WHAT TO WORK ON: What lines in the records below mention "evenodd"? List them all.

INFORMATION GIVEN:
....
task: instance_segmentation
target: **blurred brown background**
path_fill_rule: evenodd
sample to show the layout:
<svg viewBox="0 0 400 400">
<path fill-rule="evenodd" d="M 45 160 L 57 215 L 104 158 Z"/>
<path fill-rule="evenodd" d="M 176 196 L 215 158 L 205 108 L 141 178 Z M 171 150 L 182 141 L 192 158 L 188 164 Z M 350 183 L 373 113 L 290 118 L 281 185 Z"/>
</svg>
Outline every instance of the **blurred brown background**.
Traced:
....
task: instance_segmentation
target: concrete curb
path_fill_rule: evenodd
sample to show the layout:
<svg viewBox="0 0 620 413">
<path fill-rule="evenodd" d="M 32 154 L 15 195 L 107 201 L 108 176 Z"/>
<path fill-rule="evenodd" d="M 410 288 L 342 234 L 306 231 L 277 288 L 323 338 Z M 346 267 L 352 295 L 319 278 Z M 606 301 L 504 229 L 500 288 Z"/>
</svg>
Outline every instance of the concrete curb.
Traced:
....
RESULT OF THE TASK:
path_fill_rule: evenodd
<path fill-rule="evenodd" d="M 45 160 L 57 215 L 104 158 Z"/>
<path fill-rule="evenodd" d="M 176 196 L 215 158 L 205 108 L 141 178 Z M 171 150 L 182 141 L 192 158 L 188 164 Z M 350 183 L 373 113 L 290 118 L 281 185 Z"/>
path_fill_rule: evenodd
<path fill-rule="evenodd" d="M 32 154 L 15 195 L 107 201 L 108 176 Z"/>
<path fill-rule="evenodd" d="M 410 288 L 342 234 L 306 231 L 277 288 L 323 338 Z M 346 267 L 352 295 L 319 278 Z M 606 301 L 504 229 L 500 288 Z"/>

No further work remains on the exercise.